* [What to work on]: Please update the lines from the line with "For a medical imaging review, mark where the vegetation" to the line with "top-left (570, 476), bottom-right (1024, 629)" by changing "hillside" to "slope" and keeping everything else as it is.

[Records from a collection]

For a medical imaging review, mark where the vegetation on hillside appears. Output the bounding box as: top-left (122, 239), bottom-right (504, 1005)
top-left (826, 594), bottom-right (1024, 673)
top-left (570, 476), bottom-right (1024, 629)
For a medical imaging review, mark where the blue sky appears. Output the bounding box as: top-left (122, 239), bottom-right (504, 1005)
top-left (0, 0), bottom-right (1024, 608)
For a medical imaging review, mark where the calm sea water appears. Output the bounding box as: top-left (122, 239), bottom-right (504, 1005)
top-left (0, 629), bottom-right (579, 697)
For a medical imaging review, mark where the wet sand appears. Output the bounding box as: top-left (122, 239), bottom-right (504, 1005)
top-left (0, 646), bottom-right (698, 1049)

--

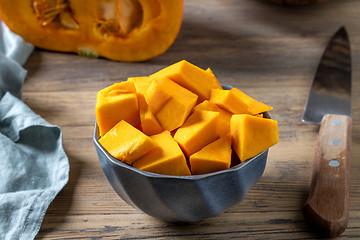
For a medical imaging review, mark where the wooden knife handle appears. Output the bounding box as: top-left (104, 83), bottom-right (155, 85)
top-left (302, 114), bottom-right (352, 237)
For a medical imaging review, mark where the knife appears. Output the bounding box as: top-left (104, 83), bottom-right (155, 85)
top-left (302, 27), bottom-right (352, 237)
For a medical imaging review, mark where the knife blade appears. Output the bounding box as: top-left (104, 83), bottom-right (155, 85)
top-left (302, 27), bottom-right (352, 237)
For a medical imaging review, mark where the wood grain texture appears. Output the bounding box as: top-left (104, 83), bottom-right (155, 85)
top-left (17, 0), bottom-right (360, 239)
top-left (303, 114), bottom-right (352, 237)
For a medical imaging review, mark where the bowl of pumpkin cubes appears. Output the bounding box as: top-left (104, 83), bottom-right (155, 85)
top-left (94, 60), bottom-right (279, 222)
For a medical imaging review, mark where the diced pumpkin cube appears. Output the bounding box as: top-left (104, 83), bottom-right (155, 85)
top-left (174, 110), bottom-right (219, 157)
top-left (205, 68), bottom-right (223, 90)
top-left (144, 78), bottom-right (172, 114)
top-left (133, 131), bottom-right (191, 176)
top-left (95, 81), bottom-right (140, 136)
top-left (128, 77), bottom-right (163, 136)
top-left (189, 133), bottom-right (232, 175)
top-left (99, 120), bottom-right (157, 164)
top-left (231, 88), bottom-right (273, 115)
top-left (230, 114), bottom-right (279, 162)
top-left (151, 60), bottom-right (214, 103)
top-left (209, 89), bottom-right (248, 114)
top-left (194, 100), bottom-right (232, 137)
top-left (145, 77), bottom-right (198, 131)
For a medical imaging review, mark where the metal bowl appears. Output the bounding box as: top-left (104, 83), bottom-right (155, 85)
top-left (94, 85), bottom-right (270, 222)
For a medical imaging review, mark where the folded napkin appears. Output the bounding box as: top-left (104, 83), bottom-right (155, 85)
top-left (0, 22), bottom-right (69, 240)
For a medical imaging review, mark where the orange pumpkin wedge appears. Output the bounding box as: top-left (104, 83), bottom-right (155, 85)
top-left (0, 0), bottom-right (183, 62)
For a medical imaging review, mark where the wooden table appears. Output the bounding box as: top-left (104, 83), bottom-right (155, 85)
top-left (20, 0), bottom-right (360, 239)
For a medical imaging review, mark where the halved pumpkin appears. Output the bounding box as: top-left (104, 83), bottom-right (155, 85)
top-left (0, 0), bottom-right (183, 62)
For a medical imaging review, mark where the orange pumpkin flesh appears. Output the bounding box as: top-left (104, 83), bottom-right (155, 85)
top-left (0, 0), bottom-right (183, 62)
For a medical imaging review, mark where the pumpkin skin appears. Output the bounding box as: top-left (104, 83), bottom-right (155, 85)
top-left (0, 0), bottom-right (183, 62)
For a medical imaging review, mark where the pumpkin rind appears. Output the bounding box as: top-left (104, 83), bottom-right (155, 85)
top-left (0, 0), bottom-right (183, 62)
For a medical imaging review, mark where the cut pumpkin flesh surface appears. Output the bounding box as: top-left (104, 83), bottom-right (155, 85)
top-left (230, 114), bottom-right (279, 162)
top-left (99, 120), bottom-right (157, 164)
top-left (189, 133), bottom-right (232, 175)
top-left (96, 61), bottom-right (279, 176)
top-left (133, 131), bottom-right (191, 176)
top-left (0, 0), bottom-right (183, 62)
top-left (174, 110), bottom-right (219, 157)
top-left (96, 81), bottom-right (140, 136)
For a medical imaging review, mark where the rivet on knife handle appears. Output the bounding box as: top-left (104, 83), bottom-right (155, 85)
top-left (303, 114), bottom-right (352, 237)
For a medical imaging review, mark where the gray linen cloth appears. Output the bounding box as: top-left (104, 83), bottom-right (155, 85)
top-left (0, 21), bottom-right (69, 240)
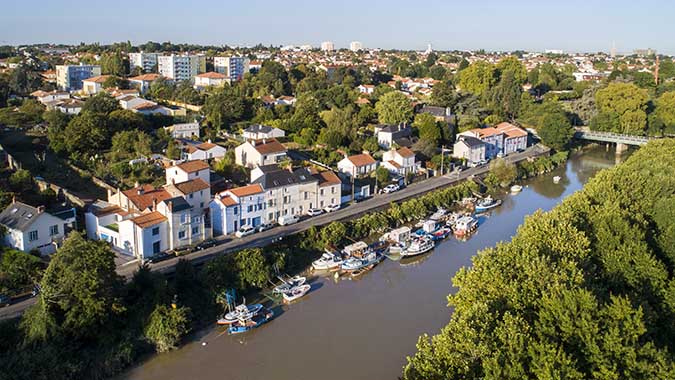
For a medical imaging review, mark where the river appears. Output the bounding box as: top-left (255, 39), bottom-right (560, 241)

* [Full output]:
For a medical imaging review, mark where the vegetation on slope appears. Output the bounding box as: top-left (122, 239), bottom-right (504, 1005)
top-left (826, 594), bottom-right (1024, 673)
top-left (570, 476), bottom-right (1024, 629)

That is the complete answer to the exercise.